## WHAT YOU SHOULD DO
Rewrite the records starting at the line that contains "- **Object to find**: the woman's nose" and ending at the line that contains "18,190 -> 160,314". Switch "Expected output" to "Required format" and leave all else unchanged.

· · · · ·

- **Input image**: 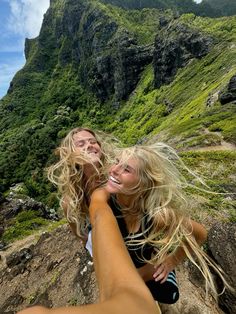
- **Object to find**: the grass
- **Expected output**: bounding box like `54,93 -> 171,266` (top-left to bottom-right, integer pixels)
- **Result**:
2,210 -> 66,244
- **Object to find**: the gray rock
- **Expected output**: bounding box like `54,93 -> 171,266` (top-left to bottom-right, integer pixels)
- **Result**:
153,24 -> 213,88
208,223 -> 236,314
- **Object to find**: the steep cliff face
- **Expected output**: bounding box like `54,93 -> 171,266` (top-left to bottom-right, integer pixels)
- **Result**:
0,0 -> 236,200
153,23 -> 213,88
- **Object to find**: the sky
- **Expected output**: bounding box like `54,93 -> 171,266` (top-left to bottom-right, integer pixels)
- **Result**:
0,0 -> 50,99
0,0 -> 201,99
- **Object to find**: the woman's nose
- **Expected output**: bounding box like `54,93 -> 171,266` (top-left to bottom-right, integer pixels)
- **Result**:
111,164 -> 121,174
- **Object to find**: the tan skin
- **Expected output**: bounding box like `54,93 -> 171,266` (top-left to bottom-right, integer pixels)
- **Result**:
63,130 -> 162,281
106,158 -> 207,283
18,190 -> 161,314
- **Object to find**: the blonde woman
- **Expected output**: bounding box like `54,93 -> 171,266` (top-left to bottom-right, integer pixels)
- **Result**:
92,143 -> 230,303
48,127 -> 114,239
48,128 -> 179,304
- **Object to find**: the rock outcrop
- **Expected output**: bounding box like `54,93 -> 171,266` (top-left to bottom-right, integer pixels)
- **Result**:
208,223 -> 236,314
153,24 -> 213,88
0,226 -> 97,314
0,224 -> 235,314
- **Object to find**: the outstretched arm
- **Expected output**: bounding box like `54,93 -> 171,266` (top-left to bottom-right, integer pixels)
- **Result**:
18,190 -> 160,314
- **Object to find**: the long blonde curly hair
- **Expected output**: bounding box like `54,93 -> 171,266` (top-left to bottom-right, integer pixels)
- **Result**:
47,127 -> 118,238
114,143 -> 232,296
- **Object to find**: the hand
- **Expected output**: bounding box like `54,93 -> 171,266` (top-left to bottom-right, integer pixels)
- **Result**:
153,255 -> 176,283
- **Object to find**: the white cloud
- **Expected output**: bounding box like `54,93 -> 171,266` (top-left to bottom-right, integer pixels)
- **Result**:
8,0 -> 49,38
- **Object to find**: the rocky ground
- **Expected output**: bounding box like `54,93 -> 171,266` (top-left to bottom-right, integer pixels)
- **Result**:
0,225 -> 233,314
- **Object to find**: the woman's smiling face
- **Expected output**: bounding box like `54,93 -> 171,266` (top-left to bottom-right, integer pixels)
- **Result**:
106,157 -> 140,195
73,130 -> 102,163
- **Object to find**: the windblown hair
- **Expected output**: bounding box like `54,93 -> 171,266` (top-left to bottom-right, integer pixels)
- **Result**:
116,143 -> 231,296
47,127 -> 115,238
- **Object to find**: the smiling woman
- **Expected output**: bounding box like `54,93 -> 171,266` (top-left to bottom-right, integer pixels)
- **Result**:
48,127 -> 115,239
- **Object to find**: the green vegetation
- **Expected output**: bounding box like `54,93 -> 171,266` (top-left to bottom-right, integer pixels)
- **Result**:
181,151 -> 236,225
2,210 -> 66,243
2,210 -> 48,243
0,0 -> 236,232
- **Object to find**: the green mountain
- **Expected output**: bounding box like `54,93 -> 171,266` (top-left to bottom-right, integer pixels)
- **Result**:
0,0 -> 236,209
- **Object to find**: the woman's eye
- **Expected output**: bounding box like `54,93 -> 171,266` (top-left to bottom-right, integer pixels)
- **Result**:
115,158 -> 120,165
75,141 -> 84,147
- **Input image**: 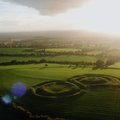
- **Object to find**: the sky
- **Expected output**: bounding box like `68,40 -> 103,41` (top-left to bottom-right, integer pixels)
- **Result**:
0,0 -> 120,36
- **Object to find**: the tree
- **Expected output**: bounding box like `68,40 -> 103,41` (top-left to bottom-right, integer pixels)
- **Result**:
105,59 -> 115,67
45,64 -> 48,67
95,60 -> 105,68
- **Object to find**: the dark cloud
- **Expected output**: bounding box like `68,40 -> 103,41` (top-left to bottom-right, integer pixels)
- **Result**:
4,0 -> 87,15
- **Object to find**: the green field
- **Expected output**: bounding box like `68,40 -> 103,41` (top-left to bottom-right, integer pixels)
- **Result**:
0,55 -> 97,63
0,64 -> 120,120
0,48 -> 120,120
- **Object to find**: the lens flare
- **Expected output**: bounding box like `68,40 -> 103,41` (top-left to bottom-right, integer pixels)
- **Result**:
2,95 -> 12,105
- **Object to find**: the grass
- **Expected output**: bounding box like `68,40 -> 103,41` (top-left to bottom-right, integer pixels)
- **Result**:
0,64 -> 120,120
0,64 -> 120,93
0,55 -> 97,63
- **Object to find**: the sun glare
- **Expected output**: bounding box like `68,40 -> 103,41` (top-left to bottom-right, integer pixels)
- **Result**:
64,0 -> 120,36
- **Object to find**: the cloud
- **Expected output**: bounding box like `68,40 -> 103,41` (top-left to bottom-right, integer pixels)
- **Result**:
4,0 -> 87,15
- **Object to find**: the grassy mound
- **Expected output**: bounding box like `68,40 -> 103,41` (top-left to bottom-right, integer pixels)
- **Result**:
68,74 -> 120,88
32,81 -> 81,98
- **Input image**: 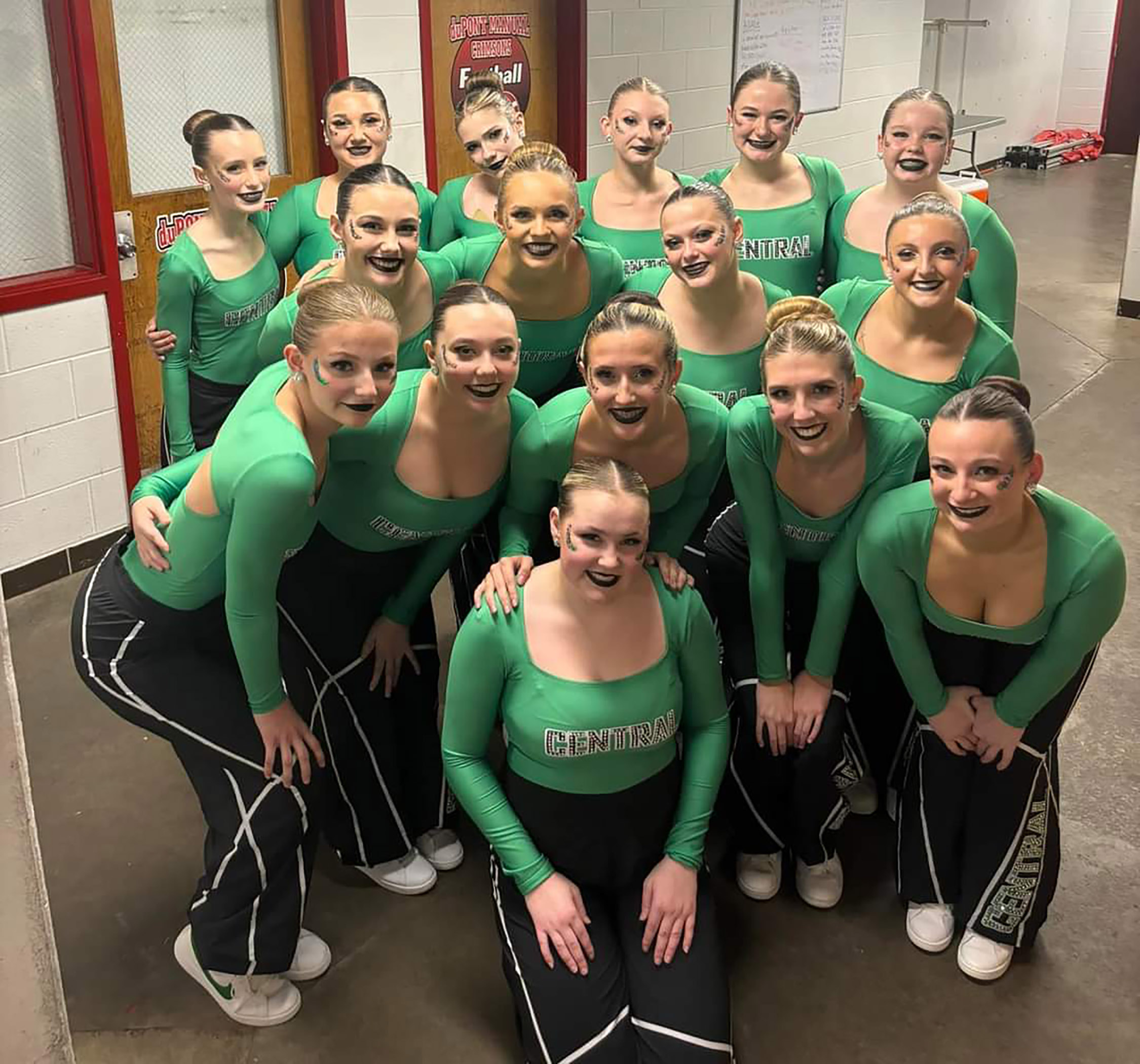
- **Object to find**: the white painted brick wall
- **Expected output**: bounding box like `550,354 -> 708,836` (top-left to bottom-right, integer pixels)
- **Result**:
345,0 -> 428,181
1057,0 -> 1117,129
0,296 -> 127,572
586,0 -> 922,187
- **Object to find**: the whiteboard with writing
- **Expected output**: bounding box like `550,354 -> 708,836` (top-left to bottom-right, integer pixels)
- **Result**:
732,0 -> 847,112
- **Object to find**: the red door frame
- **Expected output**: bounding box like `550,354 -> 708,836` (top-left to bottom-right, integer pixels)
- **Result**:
0,0 -> 349,486
420,0 -> 586,192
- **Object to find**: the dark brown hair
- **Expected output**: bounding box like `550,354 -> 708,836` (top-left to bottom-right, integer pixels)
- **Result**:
935,376 -> 1038,462
429,281 -> 514,345
182,108 -> 253,167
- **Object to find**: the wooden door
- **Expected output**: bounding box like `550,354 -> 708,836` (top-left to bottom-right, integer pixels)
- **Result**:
421,0 -> 561,188
91,0 -> 318,469
1101,0 -> 1140,155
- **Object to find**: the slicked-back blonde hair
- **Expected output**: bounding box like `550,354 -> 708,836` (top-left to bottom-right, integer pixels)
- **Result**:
455,71 -> 519,133
761,295 -> 855,381
559,458 -> 649,517
495,140 -> 578,213
293,277 -> 400,354
578,292 -> 677,372
605,75 -> 669,118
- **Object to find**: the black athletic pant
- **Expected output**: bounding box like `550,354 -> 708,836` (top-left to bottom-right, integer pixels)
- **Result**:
898,622 -> 1097,945
277,524 -> 455,865
491,761 -> 732,1064
706,504 -> 863,864
72,543 -> 324,975
159,371 -> 249,465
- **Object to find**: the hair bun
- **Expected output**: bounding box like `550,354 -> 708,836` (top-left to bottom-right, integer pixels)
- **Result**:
463,71 -> 503,96
182,107 -> 220,144
976,376 -> 1030,412
765,295 -> 835,335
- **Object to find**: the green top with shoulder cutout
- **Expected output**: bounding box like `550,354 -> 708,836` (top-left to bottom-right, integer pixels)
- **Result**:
317,369 -> 537,624
621,265 -> 791,409
825,186 -> 1017,336
154,211 -> 281,459
258,251 -> 456,369
500,385 -> 729,558
578,173 -> 697,277
440,229 -> 624,400
428,173 -> 500,251
442,570 -> 729,894
701,155 -> 844,295
820,277 -> 1021,432
858,481 -> 1127,728
123,362 -> 317,713
728,396 -> 926,683
269,177 -> 436,276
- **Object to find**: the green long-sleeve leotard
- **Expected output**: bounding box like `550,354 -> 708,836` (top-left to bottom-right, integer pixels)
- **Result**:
578,173 -> 697,277
154,211 -> 281,459
258,251 -> 456,369
269,177 -> 436,276
441,231 -> 625,399
820,277 -> 1021,432
500,385 -> 729,558
442,572 -> 729,894
317,369 -> 537,624
858,481 -> 1127,728
623,265 -> 791,409
824,188 -> 1017,336
728,396 -> 926,683
701,155 -> 844,295
123,362 -> 317,713
428,173 -> 498,251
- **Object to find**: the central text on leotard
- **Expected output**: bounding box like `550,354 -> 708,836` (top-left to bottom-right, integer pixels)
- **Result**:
543,709 -> 677,757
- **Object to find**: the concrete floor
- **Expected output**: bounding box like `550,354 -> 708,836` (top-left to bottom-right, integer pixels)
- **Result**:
9,156 -> 1140,1064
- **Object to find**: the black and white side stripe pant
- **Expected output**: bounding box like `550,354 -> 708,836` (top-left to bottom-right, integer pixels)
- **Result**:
491,761 -> 733,1064
72,542 -> 324,975
898,622 -> 1098,945
277,524 -> 455,865
706,503 -> 864,864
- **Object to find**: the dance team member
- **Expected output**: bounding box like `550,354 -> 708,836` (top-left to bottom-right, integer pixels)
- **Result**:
155,110 -> 281,464
706,296 -> 924,909
271,283 -> 535,894
258,163 -> 456,369
625,181 -> 791,408
858,377 -> 1126,979
578,78 -> 693,277
72,282 -> 399,1027
442,140 -> 623,404
821,193 -> 1020,431
475,292 -> 729,613
269,78 -> 436,275
443,458 -> 732,1064
703,62 -> 844,295
429,71 -> 527,251
825,89 -> 1017,336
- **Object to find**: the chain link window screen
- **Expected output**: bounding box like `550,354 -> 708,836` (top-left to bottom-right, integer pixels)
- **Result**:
113,0 -> 288,195
0,0 -> 75,277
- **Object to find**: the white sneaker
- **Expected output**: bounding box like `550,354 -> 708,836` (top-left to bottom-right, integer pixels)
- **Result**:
844,776 -> 879,817
737,851 -> 783,901
357,846 -> 436,894
796,853 -> 844,909
284,927 -> 333,983
958,931 -> 1013,983
416,828 -> 463,872
174,924 -> 303,1028
906,901 -> 954,954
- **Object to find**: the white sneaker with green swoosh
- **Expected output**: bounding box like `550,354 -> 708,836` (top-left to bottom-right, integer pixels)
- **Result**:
174,924 -> 301,1028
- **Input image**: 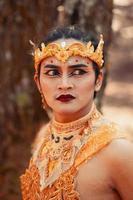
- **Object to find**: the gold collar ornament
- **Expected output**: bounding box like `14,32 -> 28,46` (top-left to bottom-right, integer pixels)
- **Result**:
30,35 -> 104,73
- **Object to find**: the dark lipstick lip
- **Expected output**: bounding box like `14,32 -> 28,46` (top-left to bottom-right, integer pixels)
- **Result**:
57,94 -> 75,102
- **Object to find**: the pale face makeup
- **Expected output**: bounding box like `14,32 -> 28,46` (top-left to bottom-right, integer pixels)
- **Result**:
35,40 -> 103,123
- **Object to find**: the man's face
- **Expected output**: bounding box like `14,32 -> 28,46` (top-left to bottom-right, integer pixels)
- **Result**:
35,40 -> 103,119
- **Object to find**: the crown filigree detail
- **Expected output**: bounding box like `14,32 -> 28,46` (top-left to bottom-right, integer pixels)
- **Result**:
34,35 -> 104,71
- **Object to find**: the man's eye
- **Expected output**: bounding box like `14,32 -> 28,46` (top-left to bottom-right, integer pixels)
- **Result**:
44,69 -> 59,76
72,69 -> 87,75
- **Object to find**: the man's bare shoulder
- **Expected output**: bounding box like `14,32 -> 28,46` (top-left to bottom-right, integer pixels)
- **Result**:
31,123 -> 49,154
105,138 -> 133,162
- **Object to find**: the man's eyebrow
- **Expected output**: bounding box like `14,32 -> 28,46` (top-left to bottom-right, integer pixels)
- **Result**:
44,63 -> 88,69
69,63 -> 88,68
44,64 -> 59,69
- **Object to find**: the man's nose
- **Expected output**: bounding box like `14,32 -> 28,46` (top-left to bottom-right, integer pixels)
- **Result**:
58,75 -> 73,90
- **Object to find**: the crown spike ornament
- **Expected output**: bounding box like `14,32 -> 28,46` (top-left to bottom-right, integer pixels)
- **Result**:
32,34 -> 104,72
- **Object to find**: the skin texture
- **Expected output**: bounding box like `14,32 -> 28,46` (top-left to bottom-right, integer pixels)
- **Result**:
36,39 -> 103,122
35,39 -> 133,200
77,139 -> 133,200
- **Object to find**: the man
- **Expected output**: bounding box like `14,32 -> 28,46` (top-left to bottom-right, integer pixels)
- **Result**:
21,27 -> 133,200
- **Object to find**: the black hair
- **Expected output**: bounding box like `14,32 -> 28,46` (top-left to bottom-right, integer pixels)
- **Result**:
38,26 -> 100,98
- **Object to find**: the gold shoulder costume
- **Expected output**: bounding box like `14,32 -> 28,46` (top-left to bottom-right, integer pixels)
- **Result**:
20,105 -> 131,200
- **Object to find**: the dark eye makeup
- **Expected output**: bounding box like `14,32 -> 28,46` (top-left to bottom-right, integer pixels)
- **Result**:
44,69 -> 87,77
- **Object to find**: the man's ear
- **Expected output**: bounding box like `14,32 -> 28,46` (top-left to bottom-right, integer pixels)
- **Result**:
95,70 -> 103,92
34,74 -> 41,92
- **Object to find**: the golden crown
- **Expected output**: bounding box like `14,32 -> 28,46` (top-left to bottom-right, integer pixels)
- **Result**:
34,35 -> 104,71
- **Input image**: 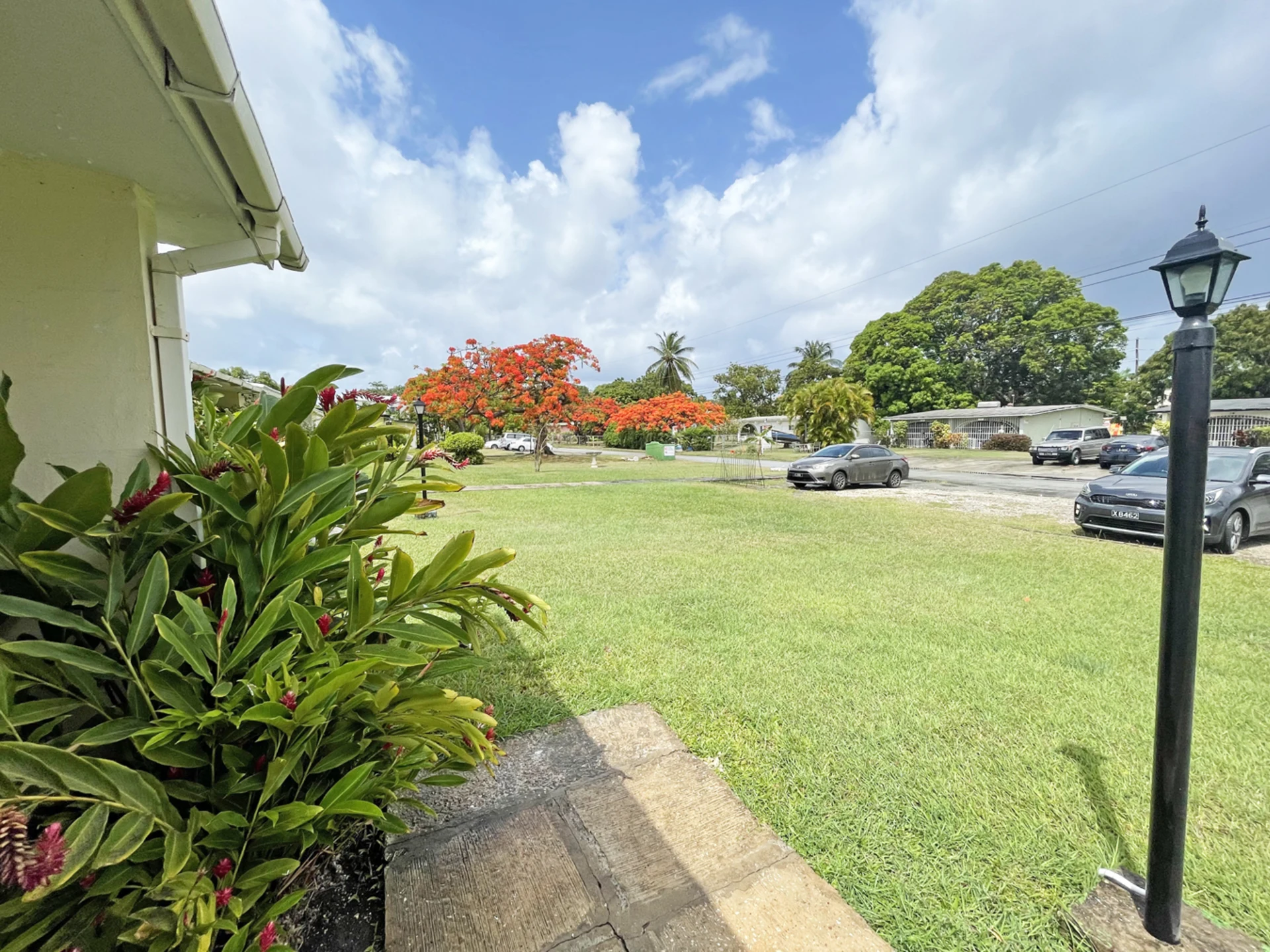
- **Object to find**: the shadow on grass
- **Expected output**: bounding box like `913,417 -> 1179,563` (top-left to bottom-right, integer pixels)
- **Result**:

· · · · ·

## RESPONSE
- **Object to find**: the woman's nose
- **Required format**: bounding box like `54,93 -> 171,266` (top-left to bottom-right, integer pixels)
- **Result**:
111,164 -> 121,174
- **Object to find**: the tan skin
- **Required format**: bounding box like `54,93 -> 171,266` (top-left to bottom-right, integer pixels)
- **Result**:
63,130 -> 162,281
106,158 -> 207,283
18,190 -> 161,314
- **Object to find**: the blonde woman
- **Required format**: bounding box like `54,93 -> 171,266` (top-left to bottom-right, integer pixels)
- **Result**:
92,143 -> 230,303
48,127 -> 114,239
48,128 -> 179,304
- **Object to find**: the rock outcrop
- **Required format**: bounding box like `54,93 -> 171,266` (top-left to bottom-right, integer pixels)
- **Result**:
208,223 -> 236,314
153,24 -> 213,88
0,226 -> 97,314
0,224 -> 235,314
- **Object to find**: the outstretched arm
- **Required format**: bounding box like `54,93 -> 171,266` (top-left to bottom-right, integer pixels)
- **Result**:
18,190 -> 160,314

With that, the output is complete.